[Available records]

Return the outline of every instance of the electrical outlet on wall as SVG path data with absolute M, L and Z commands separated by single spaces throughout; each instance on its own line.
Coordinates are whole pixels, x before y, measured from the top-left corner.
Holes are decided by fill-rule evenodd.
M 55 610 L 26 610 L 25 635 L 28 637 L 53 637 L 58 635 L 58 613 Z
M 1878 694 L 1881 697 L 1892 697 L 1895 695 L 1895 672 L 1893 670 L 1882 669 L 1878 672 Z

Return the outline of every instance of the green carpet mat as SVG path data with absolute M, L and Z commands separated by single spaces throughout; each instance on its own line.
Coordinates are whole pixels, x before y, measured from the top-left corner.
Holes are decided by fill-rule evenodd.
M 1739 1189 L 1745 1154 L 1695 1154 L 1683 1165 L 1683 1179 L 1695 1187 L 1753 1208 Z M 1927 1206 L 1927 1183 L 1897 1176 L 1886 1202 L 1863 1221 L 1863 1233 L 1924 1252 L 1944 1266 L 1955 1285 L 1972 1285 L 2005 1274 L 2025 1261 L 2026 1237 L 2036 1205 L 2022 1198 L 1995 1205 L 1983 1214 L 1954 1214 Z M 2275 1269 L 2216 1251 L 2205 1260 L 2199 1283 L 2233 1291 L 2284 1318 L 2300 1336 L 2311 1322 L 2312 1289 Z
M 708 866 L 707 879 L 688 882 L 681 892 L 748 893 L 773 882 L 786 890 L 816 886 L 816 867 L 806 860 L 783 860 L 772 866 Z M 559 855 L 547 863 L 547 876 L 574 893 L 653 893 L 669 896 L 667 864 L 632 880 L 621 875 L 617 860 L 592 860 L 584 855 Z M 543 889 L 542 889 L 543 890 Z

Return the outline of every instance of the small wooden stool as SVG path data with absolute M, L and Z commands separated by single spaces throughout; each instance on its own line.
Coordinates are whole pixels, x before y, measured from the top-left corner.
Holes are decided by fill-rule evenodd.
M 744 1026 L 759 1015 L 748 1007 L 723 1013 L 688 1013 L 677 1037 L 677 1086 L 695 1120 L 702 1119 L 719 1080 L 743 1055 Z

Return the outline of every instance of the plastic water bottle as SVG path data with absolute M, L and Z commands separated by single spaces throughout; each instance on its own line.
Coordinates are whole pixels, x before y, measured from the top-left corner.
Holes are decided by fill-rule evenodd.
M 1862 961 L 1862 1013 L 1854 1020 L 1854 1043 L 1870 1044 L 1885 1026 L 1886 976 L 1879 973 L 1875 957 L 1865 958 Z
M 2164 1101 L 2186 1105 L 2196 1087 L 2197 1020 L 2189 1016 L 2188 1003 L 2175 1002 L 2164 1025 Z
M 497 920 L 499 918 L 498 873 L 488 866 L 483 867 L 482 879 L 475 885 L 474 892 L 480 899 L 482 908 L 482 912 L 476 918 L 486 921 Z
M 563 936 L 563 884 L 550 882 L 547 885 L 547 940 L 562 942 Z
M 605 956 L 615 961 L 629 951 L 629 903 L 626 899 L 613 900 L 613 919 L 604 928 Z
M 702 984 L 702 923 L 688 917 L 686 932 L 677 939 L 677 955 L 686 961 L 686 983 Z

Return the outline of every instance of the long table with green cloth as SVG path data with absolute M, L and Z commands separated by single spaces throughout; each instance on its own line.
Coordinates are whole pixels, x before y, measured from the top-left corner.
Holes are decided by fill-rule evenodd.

[/Available records]

= Aim of the task =
Only the lines from the one containing "Return the outline of every instance of the small" through the end of the records above belong in the answer, each exactly as written.

= Output for this exercise =
Return the outline of every instance of the small wooden stool as SVG path data with absolute M, L and Z commands separated by single spaces throughout; each instance on its own line.
Coordinates are whole pixels, x before y, measured from the top-left corner.
Holes are decided by fill-rule evenodd.
M 744 1026 L 759 1015 L 748 1007 L 723 1013 L 688 1013 L 677 1037 L 677 1086 L 695 1120 L 702 1119 L 719 1080 L 743 1055 Z

Return the outline of every instance of the plastic water bottle as SVG path data with absolute M, L and Z commands separated by single spaces throughout; each instance on its own line.
Coordinates are whole pixels, x before y, measured from the top-left corner.
Holes are decided by fill-rule evenodd.
M 1862 961 L 1862 1013 L 1854 1020 L 1854 1043 L 1870 1044 L 1885 1026 L 1886 976 L 1879 973 L 1875 957 L 1865 958 Z
M 2164 1101 L 2186 1105 L 2196 1087 L 2197 1020 L 2189 1016 L 2188 1003 L 2175 1002 L 2164 1025 Z
M 497 920 L 499 918 L 498 873 L 488 866 L 483 867 L 482 879 L 475 885 L 474 892 L 480 899 L 482 908 L 482 912 L 476 918 L 486 921 Z
M 563 936 L 563 884 L 550 882 L 547 885 L 547 940 L 562 942 Z
M 605 956 L 615 961 L 629 951 L 629 903 L 626 899 L 613 900 L 613 919 L 604 928 Z
M 702 984 L 702 923 L 688 917 L 686 932 L 677 939 L 677 955 L 686 961 L 686 983 Z

Return the outline of every instance of the long table with green cloth as SVG path data with absolute M, L and Z commands separated by single spaces throughout; each instance on its own line.
Coordinates are whole pixels, x before y, measured from the top-left corner.
Holes are decided by fill-rule evenodd.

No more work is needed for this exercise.